*The tasks:*
1. Answer these from the passage on Nickel and Dimed:
(a) Which three states does Ehrenreich travel to?
(b) What is the name of her first restaurant job, and in what city is it?
(c) Who manages that restaurant?
2. Pick up the passage on Nickel and Dimed after its last sentence and continue it.

Barbara Ehrenreich is a journalist who wrote the book Nickel and Dimed. She goes undercover to see how it feels to work for $6 to $7 an hour. She leaves her regular life to explore the experiences of a minimum wage worker. Ehrenreich travels to Florida, Maine, and Minnesota, looking for jobs and places to live on a minimum wage salary. At one point in time, she had to work two jobs to makes ends meet. As she worked all these jobs, she discovered many problems in the social world. The things she went through were not the types of situations that she usually experienced.
She wasn’t used to living and working environments of the poor. She had to deal with the different personalities and customs of her co-workers, their living arrangement, and the management hierarchy in each job. She worked as a waitress at two different restaurants, as a maid service cleaning houses, and as a dietary aide at a nursing home. Ehrenreich didn’t want to be a waitress any more than some waitresses, but she did it for her research. Ehrenreich once stated that, “Waitres sing is also something I’d like to avoid, because I remember it leaving me bone-tired when I was eighteen. 13). Her first job was at Hearthside, a restaurant in Key West, Florida. She was hired as a waitress, starting at $2. 43 plus tips. She worked the afternoon shift. Hearthside was being managed by a West Indian man by name of Phillip. The management wasn’t the best. They treated their employees disrespectfully. At an employee meeting, they were threatened by the management. Ehrenreich stated, “I have not been treated this way-lined up in the corridor, threatened with locker searches, peppered with carelessly aimed accusation-since junior high school” (24).

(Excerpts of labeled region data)

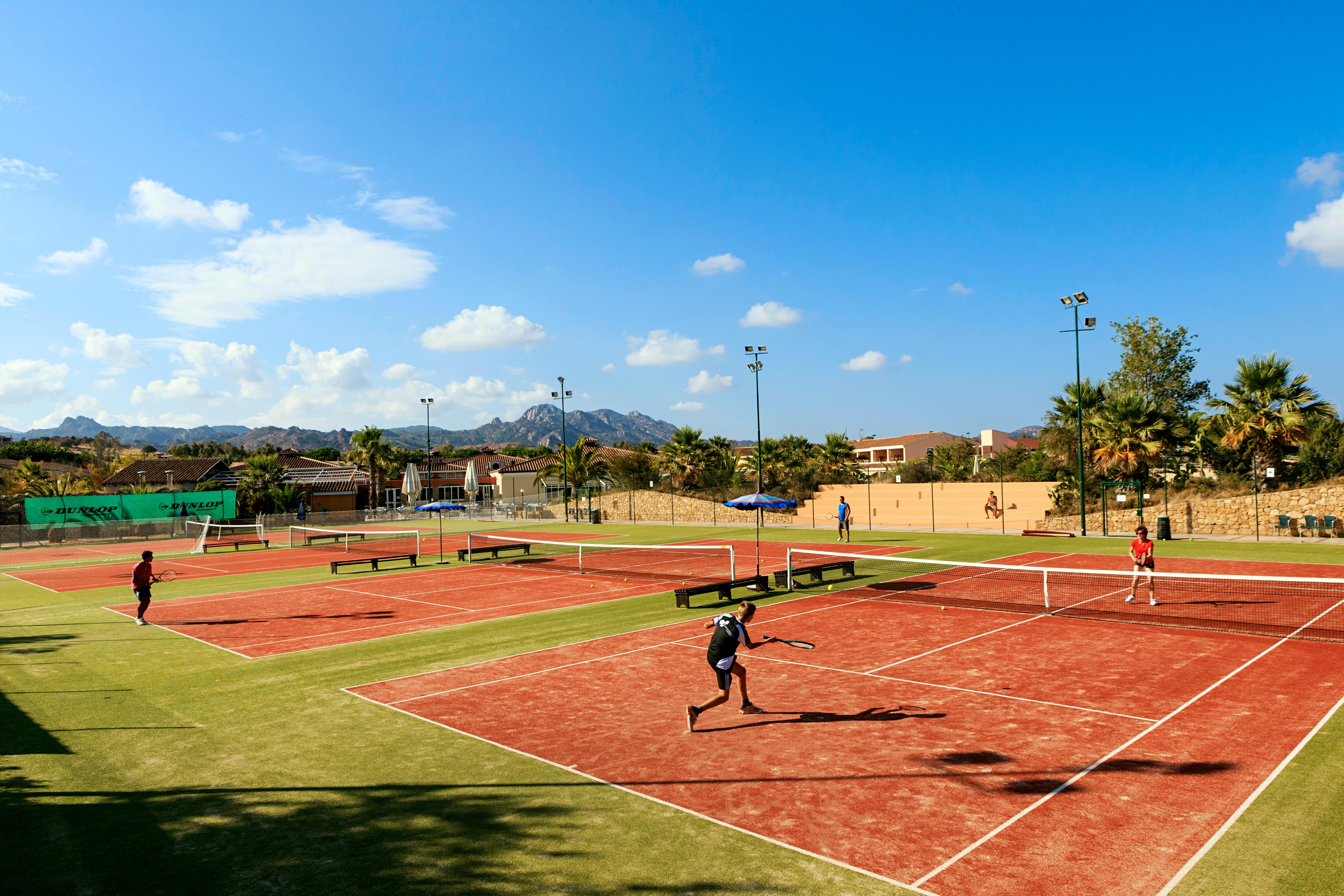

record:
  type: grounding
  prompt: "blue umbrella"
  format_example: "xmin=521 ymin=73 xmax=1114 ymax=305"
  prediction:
--
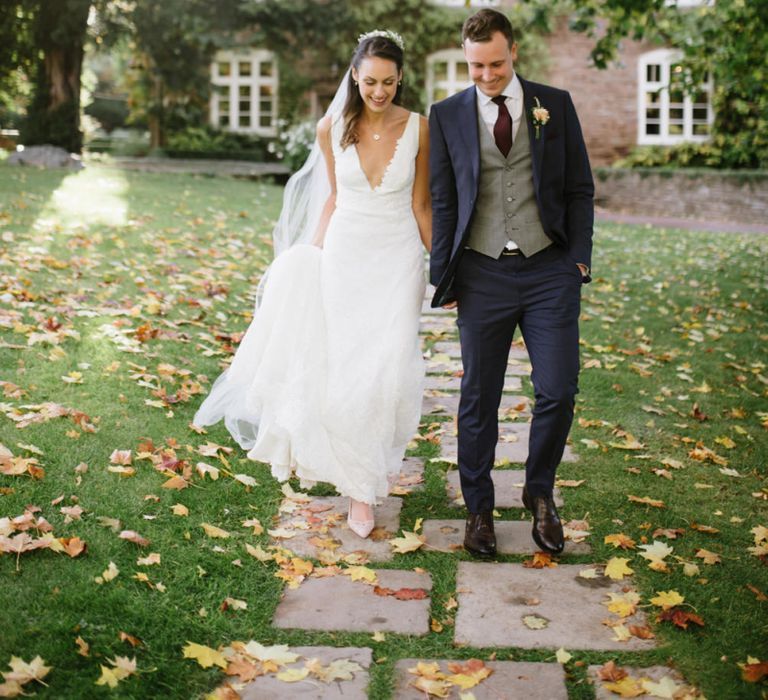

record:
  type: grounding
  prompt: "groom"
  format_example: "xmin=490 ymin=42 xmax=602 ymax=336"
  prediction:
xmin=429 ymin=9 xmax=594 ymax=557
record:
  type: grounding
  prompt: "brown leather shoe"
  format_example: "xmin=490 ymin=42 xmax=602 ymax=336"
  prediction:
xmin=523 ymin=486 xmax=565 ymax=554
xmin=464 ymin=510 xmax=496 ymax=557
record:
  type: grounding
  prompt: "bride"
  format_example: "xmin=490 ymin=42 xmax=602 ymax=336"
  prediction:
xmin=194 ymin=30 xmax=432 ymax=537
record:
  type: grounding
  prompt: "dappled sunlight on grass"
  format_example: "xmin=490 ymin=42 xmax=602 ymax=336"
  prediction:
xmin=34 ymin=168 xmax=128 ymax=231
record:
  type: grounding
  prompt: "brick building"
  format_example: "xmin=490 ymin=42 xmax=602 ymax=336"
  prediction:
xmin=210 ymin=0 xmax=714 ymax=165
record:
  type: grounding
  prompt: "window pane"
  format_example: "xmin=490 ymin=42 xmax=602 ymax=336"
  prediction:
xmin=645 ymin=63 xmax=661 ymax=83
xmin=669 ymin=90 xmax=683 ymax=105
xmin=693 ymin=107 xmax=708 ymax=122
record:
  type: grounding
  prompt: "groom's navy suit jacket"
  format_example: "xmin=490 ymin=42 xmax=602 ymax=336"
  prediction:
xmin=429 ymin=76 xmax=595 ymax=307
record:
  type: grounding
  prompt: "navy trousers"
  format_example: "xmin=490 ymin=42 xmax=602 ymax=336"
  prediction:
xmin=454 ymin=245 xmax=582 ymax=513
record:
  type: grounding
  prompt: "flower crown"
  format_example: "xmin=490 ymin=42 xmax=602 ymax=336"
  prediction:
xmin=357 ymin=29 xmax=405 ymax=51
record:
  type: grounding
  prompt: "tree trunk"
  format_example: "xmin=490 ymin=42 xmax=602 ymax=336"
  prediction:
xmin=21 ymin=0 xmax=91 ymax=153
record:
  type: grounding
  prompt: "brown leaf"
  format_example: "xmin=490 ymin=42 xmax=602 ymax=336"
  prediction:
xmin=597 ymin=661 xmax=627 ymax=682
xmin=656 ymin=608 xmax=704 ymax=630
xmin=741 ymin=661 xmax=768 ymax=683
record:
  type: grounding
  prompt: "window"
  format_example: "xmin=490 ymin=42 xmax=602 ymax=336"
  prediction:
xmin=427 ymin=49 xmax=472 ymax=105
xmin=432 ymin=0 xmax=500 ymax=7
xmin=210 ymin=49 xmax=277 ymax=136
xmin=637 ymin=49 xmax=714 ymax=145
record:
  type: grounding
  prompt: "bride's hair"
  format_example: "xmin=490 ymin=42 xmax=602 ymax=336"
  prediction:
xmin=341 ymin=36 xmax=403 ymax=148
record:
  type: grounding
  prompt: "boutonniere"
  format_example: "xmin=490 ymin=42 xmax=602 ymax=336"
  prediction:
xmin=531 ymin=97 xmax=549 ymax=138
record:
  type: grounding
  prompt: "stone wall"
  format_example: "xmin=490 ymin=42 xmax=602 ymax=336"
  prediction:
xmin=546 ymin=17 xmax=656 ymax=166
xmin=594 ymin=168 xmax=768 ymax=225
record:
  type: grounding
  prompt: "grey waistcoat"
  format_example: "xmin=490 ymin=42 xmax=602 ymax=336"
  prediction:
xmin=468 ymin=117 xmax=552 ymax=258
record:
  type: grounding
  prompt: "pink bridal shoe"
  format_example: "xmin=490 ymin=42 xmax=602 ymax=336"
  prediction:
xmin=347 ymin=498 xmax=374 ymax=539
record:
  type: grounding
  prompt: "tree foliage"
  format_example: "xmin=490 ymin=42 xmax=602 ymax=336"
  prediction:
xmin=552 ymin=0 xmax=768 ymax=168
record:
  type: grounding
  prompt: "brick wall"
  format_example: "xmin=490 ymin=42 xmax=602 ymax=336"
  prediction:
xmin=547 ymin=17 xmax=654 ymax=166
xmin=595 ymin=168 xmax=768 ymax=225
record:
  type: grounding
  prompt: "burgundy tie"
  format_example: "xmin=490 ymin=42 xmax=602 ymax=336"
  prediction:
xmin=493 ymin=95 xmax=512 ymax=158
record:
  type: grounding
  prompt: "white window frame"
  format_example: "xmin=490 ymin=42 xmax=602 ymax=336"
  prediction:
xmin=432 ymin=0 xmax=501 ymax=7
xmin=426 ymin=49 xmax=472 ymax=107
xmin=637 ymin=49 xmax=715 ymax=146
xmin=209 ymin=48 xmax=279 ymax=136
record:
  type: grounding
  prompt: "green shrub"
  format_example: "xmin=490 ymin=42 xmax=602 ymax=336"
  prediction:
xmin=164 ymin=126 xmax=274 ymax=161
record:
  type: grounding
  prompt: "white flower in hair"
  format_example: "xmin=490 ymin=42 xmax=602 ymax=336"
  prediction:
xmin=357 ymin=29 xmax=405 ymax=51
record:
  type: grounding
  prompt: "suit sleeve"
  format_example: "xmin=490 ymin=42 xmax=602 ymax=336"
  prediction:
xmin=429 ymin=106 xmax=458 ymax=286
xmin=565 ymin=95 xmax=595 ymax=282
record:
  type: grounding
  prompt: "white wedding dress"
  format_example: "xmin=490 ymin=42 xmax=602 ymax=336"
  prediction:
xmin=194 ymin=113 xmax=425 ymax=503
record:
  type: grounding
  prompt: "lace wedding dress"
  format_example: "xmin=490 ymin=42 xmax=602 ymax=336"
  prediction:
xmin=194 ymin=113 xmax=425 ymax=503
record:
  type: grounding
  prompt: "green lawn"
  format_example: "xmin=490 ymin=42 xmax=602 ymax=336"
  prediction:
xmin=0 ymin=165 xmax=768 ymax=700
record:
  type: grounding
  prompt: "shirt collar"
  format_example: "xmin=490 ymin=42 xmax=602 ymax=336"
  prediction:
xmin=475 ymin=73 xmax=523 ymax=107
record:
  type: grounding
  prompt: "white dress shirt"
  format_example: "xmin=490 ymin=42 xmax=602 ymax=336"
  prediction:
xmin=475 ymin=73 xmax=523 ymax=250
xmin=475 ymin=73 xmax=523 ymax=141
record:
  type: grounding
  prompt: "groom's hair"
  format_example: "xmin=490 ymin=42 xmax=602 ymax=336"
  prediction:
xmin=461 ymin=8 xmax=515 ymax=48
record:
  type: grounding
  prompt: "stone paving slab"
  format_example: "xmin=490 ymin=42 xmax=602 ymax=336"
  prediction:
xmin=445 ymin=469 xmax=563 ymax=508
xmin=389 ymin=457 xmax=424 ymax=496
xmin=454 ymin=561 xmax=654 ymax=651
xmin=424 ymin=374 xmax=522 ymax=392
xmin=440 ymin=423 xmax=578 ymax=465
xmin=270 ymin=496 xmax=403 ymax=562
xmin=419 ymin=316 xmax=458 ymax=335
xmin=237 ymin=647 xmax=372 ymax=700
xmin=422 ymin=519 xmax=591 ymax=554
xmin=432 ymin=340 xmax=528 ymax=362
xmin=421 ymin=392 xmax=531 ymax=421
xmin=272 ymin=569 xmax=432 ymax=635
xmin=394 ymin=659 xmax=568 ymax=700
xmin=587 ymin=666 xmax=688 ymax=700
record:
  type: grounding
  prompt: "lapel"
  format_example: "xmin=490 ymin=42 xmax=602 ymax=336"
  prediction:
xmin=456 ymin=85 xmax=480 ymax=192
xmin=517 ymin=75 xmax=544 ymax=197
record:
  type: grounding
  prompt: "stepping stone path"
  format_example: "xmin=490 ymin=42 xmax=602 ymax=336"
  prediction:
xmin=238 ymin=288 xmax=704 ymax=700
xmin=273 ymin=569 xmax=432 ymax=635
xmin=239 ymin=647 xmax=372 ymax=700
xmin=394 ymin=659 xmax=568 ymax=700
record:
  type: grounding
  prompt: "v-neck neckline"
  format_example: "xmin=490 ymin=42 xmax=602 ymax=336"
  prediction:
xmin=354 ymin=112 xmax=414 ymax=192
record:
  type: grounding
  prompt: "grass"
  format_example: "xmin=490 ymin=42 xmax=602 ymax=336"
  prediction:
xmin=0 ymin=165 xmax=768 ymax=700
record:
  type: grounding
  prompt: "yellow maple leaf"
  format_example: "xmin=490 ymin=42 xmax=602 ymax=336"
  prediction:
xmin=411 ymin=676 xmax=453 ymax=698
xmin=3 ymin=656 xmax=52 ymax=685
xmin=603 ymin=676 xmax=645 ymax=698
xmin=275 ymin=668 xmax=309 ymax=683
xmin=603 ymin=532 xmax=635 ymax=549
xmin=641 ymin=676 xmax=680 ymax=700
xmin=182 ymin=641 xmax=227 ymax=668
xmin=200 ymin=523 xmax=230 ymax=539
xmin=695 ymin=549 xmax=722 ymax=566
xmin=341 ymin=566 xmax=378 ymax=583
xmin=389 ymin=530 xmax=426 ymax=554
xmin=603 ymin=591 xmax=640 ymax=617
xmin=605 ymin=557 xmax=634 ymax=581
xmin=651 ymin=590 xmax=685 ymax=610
* * *
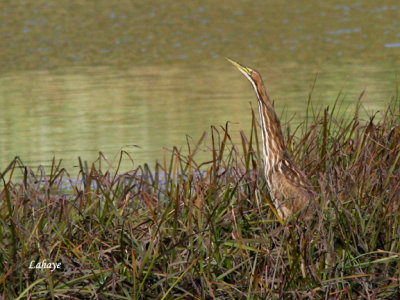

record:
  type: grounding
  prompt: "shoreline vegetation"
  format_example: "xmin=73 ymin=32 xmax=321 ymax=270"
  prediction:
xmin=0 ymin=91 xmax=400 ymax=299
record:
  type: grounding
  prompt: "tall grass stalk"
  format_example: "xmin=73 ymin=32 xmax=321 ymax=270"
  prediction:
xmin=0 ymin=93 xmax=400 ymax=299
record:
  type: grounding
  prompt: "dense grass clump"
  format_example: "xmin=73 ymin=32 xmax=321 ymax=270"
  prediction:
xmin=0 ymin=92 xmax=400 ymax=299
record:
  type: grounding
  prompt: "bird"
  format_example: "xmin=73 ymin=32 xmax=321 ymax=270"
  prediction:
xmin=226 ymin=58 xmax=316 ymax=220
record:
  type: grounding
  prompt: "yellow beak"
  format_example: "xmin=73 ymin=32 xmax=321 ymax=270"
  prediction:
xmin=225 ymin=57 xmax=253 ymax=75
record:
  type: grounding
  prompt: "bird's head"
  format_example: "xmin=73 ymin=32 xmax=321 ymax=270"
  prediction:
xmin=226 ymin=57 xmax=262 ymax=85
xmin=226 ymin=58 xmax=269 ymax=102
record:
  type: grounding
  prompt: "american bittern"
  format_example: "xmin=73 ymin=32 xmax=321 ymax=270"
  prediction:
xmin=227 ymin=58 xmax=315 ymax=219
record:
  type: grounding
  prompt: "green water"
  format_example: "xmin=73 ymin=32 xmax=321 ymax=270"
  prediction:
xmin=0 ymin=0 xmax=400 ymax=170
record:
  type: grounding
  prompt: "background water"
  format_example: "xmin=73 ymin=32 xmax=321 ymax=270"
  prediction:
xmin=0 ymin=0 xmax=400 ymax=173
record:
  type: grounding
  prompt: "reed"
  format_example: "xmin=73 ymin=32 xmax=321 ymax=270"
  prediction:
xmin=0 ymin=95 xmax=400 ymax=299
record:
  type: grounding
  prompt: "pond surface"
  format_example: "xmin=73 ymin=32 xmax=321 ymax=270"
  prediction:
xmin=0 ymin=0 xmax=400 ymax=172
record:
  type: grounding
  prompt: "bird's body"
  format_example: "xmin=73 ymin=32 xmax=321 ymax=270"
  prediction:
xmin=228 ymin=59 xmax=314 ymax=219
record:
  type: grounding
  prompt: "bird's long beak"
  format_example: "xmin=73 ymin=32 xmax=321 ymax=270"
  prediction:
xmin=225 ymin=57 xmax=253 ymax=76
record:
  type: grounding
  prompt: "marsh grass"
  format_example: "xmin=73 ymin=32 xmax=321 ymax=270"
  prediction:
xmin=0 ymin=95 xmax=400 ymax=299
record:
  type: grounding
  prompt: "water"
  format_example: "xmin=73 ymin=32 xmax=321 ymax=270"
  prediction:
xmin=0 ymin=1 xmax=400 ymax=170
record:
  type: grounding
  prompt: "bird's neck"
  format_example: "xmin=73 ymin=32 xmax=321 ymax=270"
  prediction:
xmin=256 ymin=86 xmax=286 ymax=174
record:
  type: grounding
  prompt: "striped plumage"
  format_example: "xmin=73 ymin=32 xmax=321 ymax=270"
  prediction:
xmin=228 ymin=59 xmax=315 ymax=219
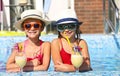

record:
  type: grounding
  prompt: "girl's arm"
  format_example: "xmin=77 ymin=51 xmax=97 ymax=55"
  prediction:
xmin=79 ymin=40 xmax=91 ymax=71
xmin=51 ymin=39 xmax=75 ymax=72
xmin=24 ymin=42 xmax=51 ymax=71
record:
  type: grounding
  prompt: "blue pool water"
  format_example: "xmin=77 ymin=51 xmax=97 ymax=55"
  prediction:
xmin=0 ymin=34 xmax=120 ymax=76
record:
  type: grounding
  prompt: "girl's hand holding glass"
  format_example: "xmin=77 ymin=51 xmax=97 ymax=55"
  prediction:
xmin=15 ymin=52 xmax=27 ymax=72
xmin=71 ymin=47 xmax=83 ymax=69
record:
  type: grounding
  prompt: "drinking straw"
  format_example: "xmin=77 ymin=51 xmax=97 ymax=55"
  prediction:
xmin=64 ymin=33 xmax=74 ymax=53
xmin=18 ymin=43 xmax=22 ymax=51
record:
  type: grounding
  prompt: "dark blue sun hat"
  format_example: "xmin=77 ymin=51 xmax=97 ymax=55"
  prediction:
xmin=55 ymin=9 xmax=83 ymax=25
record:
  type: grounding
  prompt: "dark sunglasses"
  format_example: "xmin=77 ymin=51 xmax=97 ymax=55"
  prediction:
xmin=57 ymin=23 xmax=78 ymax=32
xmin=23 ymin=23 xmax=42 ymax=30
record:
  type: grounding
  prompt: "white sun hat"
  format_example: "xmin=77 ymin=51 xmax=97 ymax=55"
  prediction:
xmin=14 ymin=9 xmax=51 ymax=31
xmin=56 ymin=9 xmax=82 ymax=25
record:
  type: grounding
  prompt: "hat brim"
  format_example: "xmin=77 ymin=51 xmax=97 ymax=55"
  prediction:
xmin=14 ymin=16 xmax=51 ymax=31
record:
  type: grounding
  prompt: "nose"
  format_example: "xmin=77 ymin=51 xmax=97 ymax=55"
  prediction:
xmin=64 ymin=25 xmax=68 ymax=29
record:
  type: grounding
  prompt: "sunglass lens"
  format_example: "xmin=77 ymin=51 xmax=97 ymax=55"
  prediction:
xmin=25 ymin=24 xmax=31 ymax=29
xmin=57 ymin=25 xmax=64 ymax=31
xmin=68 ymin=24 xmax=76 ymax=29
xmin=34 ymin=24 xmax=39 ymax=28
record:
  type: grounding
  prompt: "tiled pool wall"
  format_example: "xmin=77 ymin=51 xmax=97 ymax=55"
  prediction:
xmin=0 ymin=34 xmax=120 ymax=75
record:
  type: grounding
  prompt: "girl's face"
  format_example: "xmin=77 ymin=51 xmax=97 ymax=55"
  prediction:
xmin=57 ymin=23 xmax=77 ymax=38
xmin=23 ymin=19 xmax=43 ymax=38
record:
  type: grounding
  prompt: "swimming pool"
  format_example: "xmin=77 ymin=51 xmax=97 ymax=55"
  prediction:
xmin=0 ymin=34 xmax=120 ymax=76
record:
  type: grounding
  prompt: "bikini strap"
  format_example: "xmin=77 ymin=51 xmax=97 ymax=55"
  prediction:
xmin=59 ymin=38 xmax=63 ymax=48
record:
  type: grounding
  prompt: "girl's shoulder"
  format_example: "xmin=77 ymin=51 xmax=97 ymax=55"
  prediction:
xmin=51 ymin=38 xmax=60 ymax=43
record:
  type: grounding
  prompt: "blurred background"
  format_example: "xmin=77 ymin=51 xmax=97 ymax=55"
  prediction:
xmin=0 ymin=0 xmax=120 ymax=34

*Answers per task:*
1.
(a) Florida, Maine, and Minnesota.
(b) Hearthside, in Key West, Florida.
(c) A West Indian man named Phillip.

2.
When they were just standing around, the manager would give them extra work to do. According to Ehrenreich, “You start dragging out each little chore because if the manager on duty catches you in an idle moment, he will give you something far nastier to do. So I wipe, I clean, consolidate catsups bottles and recheck the cheesecake supply, even tour the tables to make sure the customer evaluation is standing perkily. ” (22). They were hired at Hearthside to serve the customers. There are twenty-six tables in the whole restaurant.
All the food must be placed on the food trays; small items were to be carried in a bowl, and no refills on the lemonade (17). Everyone got along with each other. They would cover each other’s back if someone wanted to take a smoke or “pee” break. When they would have an employee meeting, each person was for himself. Ehrenreich explained how “Joan complains about the condition of the ladies’ room and I throw in my two bits about the vacuum cleaner. But I didn’t see any backup coming from my fellow servers, each of whom has slipped into her own personal funk; Gail, my role model, stares sorrowfully at a point six inches from her nose. 24).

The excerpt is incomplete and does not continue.